--- Start Supplied records ---

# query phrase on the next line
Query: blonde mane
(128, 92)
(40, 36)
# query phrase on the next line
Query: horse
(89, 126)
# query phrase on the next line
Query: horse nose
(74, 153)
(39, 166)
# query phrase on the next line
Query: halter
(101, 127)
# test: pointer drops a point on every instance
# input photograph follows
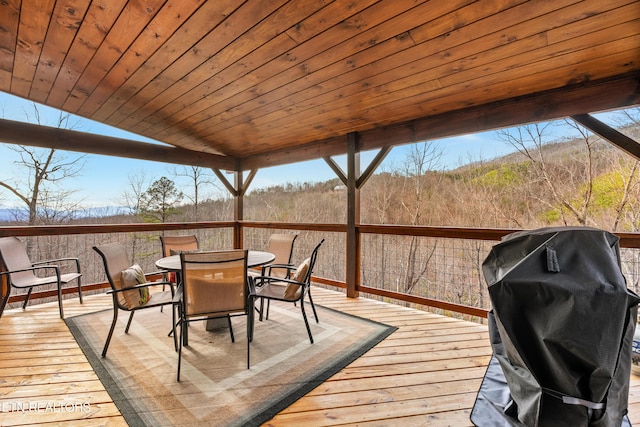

--- End Supplied records ---

▶ _Stated goal_
Please update the records above by replacing "photograph" with "image" and keeping every other line unchanged. Leave the pictures out of your answer.

▶ _Result of the task_
# query phrase on the next line
Query: blonde mane
(128, 92)
(40, 36)
# query phrase on the next line
Query: horse
(89, 126)
# query phrase on the next line
Query: horse nose
(74, 153)
(39, 166)
# query phrase on the next line
Query: halter
(101, 127)
# test: pointer drops a point on every instance
# input image follows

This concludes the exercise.